TEXTAUSZUG:
Sie sind der Ansicht, der Klage stehe bereits die Rechtshängigkeit der Klage in dem nunmehr vor dem Oberlandesgericht Düsseldorf anhängigen parallelen Rechtsstreit entgegen. Zudem erheben sie die Einrede aus § 145 PatG im Hinblick darauf, dass nach dem Klageantrag zu Ziffer I. in beiden Verfahren Fässer mit identischen Merkmalen angegriffen werden.

Des weiteren beruft sich die Beklagte auf zwischen Vertretern der chemischen Industrie und Fassherstellern in den Jahren 1996 und 1997 geführte Gespräche betreffend die Gewährleistung einer Mehrlieferantenbeziehung für die chemische Industrie und eine Standardisierung der für die Verpackung verwendeten Fässer. Um dieses Ziel zu erreichen, sie am 8.8.1996 vereinbart worden, dass zwischen den Parteien dieses Rechtsstreits für andere Fässer als das 220 l-Fass "eine gemeinsame Reglung im Sinne einer Kompensation" gesucht werden sollte. Bis zum Abschluss einer entsprechenden "Kompensations"-Vereinbarung sollten von der Klägerin keine weiteren rechtlichen Schritte unternommen werden. Dies sei ein pactum de non petendo, das auch für den hiesigen Rechtsstreit gelte.

Im Übrigen stellen die Beklagten eine Verletzung des Klagepatents in Abrede. Die angegriffene Ausführungsform weise weder ein Spundlochstutzengehäuse noch einen kreisabschnittsförmigen Flächenteil auf, der schräg nach innen in den Fasskörper abgeschrägt verlaufend eingezogen ist.

Die Akte des Rechtsstreits Landgericht Düsseldorf 4 O 157/00 - OLG Düsseldorf 2 U 35/02 war Gegenstand der mündlichen Verhandlung.

Wegen des weiteren Vorbringens der Parteien wird auf die gewechselten Schriftsätze nebst Anlagen verwiesen.

Gründe

I.

ERFASSTE DATEN:

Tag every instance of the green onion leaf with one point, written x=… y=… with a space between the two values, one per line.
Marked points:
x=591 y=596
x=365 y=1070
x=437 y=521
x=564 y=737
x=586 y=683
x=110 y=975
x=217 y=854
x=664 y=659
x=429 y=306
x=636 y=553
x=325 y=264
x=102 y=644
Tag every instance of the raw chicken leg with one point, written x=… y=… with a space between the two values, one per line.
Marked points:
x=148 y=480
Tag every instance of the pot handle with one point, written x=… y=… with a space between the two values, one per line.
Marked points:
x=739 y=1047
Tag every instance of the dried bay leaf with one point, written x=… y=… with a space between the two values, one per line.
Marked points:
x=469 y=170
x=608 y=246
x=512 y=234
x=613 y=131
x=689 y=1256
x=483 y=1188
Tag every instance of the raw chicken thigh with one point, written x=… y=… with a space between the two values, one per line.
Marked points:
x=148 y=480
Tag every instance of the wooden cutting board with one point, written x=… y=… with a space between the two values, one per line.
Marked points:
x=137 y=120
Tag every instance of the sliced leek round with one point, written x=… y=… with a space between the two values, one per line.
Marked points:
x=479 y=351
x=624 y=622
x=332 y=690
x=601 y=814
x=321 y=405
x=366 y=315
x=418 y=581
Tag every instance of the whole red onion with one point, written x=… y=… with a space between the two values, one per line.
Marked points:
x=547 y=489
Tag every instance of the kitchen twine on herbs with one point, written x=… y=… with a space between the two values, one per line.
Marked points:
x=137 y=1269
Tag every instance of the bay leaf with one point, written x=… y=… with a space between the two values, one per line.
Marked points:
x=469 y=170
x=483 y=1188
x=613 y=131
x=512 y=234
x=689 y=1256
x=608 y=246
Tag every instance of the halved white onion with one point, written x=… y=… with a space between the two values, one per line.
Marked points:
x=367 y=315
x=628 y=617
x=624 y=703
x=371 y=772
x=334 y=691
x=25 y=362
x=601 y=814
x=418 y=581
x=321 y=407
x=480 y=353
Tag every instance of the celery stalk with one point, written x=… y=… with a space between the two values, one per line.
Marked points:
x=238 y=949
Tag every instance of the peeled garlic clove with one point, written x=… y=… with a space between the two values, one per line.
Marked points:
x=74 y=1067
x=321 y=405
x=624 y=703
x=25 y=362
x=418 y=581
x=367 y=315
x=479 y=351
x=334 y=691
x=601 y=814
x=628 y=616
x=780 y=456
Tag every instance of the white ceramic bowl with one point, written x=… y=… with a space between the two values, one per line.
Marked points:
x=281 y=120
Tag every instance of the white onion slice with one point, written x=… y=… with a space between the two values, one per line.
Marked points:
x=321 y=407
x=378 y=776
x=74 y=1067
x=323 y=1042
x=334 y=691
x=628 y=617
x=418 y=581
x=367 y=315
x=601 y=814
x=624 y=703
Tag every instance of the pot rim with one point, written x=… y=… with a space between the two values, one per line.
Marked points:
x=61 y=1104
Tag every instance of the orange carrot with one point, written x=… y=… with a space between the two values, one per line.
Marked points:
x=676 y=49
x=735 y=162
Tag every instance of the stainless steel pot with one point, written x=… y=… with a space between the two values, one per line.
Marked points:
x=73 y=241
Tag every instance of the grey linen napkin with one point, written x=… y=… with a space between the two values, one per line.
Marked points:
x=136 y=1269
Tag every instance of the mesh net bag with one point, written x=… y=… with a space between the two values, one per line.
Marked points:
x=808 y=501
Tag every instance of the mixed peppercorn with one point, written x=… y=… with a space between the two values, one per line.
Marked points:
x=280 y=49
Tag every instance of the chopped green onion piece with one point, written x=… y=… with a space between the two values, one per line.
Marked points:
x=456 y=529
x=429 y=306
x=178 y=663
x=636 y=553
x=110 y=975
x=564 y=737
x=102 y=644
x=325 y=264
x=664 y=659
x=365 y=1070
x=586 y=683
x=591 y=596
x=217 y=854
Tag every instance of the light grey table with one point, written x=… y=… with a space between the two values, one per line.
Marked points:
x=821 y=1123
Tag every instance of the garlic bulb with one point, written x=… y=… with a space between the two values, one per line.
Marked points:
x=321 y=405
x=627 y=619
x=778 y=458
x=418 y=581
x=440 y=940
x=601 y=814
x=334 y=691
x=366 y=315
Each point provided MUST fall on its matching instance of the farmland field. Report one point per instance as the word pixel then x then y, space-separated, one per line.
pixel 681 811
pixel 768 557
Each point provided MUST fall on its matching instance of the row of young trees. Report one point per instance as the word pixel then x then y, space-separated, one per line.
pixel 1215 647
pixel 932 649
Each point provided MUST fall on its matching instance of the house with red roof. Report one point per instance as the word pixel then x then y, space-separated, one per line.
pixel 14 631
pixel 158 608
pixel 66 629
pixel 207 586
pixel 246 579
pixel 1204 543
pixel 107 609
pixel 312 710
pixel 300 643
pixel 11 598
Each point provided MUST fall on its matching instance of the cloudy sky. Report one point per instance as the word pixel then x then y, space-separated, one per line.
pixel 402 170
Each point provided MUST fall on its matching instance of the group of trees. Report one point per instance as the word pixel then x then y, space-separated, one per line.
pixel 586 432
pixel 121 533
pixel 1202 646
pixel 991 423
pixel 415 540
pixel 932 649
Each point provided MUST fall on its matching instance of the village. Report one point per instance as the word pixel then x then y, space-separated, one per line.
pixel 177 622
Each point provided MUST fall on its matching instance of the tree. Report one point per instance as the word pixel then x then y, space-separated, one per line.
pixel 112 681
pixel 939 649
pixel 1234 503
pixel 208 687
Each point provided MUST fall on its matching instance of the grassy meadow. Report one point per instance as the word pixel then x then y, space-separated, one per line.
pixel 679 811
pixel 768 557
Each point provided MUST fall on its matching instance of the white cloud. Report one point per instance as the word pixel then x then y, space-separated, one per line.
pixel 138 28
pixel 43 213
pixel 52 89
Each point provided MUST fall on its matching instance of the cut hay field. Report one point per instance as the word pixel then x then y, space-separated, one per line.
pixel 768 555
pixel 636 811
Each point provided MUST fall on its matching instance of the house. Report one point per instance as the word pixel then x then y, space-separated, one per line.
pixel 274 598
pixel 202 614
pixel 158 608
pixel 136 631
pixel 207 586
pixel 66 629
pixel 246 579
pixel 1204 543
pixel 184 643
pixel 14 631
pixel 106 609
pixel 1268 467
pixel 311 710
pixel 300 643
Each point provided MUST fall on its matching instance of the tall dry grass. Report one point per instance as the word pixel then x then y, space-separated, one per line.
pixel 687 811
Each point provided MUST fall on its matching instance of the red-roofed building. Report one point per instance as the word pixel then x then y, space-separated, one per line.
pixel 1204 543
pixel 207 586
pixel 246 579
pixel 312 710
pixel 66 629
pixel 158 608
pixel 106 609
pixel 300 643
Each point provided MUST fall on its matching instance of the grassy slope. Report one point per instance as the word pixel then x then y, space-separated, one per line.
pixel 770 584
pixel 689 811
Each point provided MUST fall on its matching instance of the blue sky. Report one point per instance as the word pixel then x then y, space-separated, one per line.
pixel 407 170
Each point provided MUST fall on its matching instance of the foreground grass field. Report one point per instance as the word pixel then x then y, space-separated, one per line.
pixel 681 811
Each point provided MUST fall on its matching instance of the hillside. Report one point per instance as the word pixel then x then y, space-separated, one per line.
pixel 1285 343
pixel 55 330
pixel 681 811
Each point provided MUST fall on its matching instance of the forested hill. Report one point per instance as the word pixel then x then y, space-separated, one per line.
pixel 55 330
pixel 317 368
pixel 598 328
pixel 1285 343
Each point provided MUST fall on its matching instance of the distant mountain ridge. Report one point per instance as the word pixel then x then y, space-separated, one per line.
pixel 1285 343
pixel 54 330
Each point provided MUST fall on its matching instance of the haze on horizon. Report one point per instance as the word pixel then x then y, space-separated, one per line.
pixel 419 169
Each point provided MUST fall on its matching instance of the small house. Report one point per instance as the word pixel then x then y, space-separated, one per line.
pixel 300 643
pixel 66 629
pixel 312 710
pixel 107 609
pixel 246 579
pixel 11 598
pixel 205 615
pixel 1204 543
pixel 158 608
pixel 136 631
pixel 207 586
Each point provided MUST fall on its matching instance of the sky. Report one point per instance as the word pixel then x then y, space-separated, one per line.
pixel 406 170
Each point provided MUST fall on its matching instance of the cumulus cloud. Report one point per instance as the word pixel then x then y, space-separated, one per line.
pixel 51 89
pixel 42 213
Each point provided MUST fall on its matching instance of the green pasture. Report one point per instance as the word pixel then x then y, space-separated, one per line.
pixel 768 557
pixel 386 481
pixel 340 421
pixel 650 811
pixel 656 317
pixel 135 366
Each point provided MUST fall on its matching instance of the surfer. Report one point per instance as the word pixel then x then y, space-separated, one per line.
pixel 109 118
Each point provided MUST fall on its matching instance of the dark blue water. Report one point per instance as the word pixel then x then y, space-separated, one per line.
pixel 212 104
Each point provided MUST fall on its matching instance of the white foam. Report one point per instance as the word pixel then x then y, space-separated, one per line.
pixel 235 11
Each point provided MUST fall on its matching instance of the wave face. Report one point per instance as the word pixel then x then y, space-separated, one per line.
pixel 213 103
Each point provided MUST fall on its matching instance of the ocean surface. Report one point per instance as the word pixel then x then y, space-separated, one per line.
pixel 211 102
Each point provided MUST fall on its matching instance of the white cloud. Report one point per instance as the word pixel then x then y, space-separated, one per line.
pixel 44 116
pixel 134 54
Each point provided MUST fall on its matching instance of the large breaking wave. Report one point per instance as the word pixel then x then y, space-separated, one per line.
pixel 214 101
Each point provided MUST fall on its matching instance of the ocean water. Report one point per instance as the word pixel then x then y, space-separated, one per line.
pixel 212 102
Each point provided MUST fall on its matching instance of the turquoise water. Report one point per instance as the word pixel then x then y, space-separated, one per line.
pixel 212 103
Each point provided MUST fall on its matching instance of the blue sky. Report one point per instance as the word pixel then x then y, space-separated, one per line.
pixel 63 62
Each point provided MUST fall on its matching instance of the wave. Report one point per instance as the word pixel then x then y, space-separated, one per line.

ZU ERLEDIGENDE AUFGABEN:
**a.** Gib aus dem Auszug den Abschnitt wieder, der mit den Worten „Die Akte des" beginnt und mit „nebst Anlagen verwiesen." endet, und ersetze darin „mündlichen Verhandlung" durch „mündlichen Erörterung".
**b.** An welchem Tag wurde laut dem Auszug vereinbart, für andere Fässer als das 220 l-Fass eine gemeinsame Regelung zu suchen?
Die Einträge spielen hierfür keine Rolle.

LÖSUNGEN:
**a.**
Die Akte des Rechtsstreits Landgericht Düsseldorf 4 O 157/00 - OLG Düsseldorf 2 U 35/02 war Gegenstand der mündlichen Erörterung.

Wegen des weiteren Vorbringens der Parteien wird auf die gewechselten Schriftsätze nebst Anlagen verwiesen.

**b.** Am 8.8.1996.